### INPUT FOR THIS TASK ###

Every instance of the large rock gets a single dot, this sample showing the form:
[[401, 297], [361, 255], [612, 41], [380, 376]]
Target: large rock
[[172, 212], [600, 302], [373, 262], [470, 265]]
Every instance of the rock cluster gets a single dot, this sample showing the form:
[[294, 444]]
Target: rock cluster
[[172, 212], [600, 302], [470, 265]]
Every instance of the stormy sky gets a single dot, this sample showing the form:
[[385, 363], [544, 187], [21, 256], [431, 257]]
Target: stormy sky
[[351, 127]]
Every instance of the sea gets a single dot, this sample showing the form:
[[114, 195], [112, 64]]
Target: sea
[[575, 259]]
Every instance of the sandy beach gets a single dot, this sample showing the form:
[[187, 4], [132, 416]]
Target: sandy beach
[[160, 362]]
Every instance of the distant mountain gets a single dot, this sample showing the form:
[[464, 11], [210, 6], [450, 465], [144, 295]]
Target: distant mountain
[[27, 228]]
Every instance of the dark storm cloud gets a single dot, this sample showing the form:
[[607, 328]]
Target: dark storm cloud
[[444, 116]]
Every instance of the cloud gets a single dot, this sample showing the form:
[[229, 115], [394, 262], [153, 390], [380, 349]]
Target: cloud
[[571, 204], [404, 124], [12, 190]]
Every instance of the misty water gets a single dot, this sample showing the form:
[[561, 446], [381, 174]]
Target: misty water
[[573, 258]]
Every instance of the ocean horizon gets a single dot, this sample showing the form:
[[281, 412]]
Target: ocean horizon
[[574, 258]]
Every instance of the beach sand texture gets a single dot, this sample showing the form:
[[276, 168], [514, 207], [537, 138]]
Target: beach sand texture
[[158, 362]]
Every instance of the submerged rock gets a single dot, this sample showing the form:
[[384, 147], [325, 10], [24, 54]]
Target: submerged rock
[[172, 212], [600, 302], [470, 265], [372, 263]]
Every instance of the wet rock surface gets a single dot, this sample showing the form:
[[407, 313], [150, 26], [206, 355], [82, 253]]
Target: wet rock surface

###

**WHAT THE TASK REQUIRES:** From the listing above, extract all records word for word.

**RESPONSE:**
Every instance of the large rock gets a single dot, this sample showing the form:
[[401, 297], [361, 255], [612, 41], [380, 376]]
Target: large rock
[[172, 212], [600, 302], [373, 262], [470, 265]]
Every instance of the rock cluster gets a single dot, this sample showing the form:
[[294, 444]]
Target: rock cluster
[[172, 212], [600, 302], [470, 265]]
Every instance of the stormy sky gets a single dot, this sample showing the form:
[[385, 363], [544, 187], [21, 256], [431, 257]]
Target: stormy sky
[[351, 127]]
Every instance of the sea gets a single dot, this sample showing the form:
[[114, 195], [112, 64]]
Target: sea
[[575, 259]]
Every instance of the sandy beach gets a single dot, this sample showing the form:
[[187, 4], [132, 416]]
Target: sandy beach
[[160, 362]]
Every instance of the distant mountain gets a single dot, this sample showing the form:
[[464, 11], [210, 6], [450, 465], [144, 295]]
Target: distant mountain
[[27, 228]]
Every instance of the dark storm cloud gets a single dot, this sample showing the form:
[[607, 328]]
Target: dark storm cloud
[[444, 116]]
Every instance of the cloud gets a single dot, this sample showing the form:
[[229, 115], [394, 262], [153, 390], [380, 349]]
Target: cloud
[[571, 204], [404, 124], [12, 190]]
Every instance of the misty water gets a single dot, this sample showing the form:
[[561, 446], [381, 174]]
Target: misty water
[[573, 258]]
Every instance of the ocean horizon gets a single dot, this sample showing the form:
[[281, 412]]
Target: ocean horizon
[[574, 258]]
Every instance of the beach sand texture gets a single dot, this sample showing the form:
[[276, 168], [514, 207], [537, 138]]
Target: beach sand texture
[[158, 362]]
Every instance of the submerged rock gets a single dot, this sample showing the form:
[[384, 147], [325, 10], [24, 54]]
Target: submerged rock
[[172, 212], [600, 302], [470, 265], [372, 263]]
Every instance of the wet rock surface gets a single dot, this sample showing the form:
[[407, 313], [150, 26], [206, 355], [82, 253]]
Target: wet rock surface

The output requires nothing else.